#### SUPPLIED ENTRIES ####

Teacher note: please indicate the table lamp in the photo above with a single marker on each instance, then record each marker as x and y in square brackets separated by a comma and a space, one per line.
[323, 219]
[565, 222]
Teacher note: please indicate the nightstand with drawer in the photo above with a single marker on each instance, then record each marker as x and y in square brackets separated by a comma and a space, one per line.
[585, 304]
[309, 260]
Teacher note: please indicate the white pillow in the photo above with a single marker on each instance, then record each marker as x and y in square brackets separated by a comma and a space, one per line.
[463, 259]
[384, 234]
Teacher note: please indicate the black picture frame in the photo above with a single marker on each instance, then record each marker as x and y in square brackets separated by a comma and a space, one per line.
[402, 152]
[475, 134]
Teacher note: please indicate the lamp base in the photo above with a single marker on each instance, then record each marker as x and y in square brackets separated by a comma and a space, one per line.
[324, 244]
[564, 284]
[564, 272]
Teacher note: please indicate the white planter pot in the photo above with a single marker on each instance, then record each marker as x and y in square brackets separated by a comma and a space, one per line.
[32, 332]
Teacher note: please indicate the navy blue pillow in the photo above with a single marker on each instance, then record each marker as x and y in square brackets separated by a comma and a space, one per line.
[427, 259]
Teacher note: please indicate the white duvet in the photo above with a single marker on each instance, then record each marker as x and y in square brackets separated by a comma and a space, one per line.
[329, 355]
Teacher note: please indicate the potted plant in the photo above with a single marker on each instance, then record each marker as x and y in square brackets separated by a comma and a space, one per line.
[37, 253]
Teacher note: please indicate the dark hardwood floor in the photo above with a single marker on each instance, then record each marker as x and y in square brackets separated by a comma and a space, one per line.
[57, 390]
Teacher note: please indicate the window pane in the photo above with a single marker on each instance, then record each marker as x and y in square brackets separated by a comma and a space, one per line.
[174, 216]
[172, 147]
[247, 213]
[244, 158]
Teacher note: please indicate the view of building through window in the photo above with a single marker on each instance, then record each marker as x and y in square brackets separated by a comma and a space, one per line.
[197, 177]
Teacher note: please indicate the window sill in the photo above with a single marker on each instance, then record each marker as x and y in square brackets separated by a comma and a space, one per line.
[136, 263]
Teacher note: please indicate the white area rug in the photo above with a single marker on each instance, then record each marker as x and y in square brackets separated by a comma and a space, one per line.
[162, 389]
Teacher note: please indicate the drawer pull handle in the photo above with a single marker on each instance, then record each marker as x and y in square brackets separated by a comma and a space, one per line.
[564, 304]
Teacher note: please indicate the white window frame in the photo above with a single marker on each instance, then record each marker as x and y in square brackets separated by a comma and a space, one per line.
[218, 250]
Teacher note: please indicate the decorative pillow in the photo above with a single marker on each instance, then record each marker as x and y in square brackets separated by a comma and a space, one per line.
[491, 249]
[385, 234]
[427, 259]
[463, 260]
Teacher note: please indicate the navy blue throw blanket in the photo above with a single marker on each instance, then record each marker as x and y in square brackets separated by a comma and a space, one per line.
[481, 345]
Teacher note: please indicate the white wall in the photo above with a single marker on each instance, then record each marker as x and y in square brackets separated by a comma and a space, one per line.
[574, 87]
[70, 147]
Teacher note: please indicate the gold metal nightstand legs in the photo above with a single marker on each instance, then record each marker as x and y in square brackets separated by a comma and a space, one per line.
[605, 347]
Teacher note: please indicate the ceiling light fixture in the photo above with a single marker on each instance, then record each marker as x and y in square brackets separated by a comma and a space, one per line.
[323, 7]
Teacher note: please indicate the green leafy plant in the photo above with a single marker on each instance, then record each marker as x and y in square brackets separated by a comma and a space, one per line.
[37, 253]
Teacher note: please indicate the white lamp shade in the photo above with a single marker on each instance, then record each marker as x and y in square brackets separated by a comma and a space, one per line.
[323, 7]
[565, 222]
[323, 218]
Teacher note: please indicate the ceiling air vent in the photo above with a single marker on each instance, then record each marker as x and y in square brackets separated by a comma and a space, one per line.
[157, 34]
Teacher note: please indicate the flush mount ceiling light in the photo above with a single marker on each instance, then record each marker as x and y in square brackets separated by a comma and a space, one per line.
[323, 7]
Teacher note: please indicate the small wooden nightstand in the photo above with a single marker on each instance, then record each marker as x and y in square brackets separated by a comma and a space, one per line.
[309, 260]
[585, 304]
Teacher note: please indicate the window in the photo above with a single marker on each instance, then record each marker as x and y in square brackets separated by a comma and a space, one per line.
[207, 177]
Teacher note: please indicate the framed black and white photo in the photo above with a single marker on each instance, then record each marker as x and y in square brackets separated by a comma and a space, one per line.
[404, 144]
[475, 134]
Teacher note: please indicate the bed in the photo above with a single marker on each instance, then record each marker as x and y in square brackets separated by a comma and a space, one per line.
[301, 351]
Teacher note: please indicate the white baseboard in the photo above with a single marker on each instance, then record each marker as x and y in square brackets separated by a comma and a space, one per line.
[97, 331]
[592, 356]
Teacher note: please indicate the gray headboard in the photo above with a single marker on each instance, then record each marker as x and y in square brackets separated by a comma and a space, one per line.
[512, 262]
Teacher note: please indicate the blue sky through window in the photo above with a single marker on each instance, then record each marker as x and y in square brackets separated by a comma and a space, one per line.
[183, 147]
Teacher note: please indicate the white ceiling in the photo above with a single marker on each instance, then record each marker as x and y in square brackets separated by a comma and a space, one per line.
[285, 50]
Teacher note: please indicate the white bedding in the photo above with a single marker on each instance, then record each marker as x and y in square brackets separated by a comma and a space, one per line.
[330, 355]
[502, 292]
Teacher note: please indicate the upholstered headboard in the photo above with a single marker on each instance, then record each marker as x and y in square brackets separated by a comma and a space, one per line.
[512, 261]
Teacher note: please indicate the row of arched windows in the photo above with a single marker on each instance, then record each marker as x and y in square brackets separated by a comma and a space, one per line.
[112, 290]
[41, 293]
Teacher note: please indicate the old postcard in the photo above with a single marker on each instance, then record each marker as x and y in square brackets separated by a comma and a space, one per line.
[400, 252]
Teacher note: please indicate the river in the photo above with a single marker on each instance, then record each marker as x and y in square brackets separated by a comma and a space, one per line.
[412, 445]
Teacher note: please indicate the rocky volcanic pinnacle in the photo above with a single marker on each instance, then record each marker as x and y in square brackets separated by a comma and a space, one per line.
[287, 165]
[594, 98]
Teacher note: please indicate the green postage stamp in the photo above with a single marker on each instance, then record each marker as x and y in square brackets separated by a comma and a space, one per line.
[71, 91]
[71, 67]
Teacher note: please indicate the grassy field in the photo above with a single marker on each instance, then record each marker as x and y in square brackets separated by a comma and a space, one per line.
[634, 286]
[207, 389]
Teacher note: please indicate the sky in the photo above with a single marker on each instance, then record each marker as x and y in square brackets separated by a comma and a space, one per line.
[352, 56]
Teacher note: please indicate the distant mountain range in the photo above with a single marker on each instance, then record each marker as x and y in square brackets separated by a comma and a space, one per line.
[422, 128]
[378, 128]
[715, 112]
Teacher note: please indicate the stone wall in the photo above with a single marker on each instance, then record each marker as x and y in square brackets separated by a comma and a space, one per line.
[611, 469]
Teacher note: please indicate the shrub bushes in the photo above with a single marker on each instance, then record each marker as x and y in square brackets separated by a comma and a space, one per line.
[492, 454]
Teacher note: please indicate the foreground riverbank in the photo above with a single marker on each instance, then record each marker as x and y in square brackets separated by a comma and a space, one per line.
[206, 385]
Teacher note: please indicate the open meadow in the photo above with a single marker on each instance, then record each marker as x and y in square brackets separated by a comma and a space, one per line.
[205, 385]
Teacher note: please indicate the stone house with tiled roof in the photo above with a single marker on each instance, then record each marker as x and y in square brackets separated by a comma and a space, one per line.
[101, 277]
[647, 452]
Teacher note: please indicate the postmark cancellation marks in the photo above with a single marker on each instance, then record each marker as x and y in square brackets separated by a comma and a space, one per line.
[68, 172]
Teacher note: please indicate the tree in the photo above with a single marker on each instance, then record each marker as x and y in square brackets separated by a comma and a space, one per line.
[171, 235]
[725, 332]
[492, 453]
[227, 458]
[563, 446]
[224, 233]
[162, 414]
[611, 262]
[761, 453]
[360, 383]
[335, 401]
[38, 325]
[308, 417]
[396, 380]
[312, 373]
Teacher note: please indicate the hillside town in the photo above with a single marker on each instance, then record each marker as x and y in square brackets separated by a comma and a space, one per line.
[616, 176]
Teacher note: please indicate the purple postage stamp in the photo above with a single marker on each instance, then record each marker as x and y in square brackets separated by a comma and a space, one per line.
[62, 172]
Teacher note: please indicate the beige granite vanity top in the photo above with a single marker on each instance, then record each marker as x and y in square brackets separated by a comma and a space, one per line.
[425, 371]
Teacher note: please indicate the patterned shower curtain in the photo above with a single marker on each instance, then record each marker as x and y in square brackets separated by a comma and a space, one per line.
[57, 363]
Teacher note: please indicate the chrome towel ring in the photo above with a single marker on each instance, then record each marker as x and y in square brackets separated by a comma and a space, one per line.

####

Take the line that contains "Teacher note: please indicate the postmark" and every line after it through the end of the listing above, and repeat them exactly.

**EXPECTED ANSWER:**
Teacher note: please indicate the postmark cancellation marks in the photo above with a single marker on each instance, then record each marker as x and y in square brackets separated by a comma and a space, one per line.
[68, 172]
Teacher note: please indicate the tree in the photo above with a single marker on each instance, then record each marker as x and y in square brackets separated by a comma and a space, one per line.
[171, 235]
[725, 332]
[492, 453]
[227, 458]
[563, 446]
[224, 233]
[162, 414]
[611, 262]
[761, 453]
[360, 383]
[335, 401]
[38, 325]
[308, 417]
[396, 380]
[312, 373]
Teacher note: please indicate the hillside town in the photo above with a single marker on each instance, then record each marker as x and y in square brackets separated by a comma and a space, one per line.
[616, 176]
Teacher note: please indicate the purple postage stamp in the photo above with a single marker on each instance, then record each marker as x and y in square brackets separated by a comma and a space, one per line.
[62, 172]
Teacher note: please indicate the beige granite vanity top in the photo above with a single marker on each instance, then record each marker as x and y in square brackets separated by a comma and a space, one per line.
[425, 371]
Teacher note: please indicate the patterned shower curtain in the photo above with a single marker on each instance, then record each marker as x and y in square brackets separated by a comma and a space, one per line.
[57, 363]
Teacher note: please indicate the chrome towel ring in the photo above with a single marker on each instance, then record each marker as x and y in square brackets separated by a comma and a space, one per line.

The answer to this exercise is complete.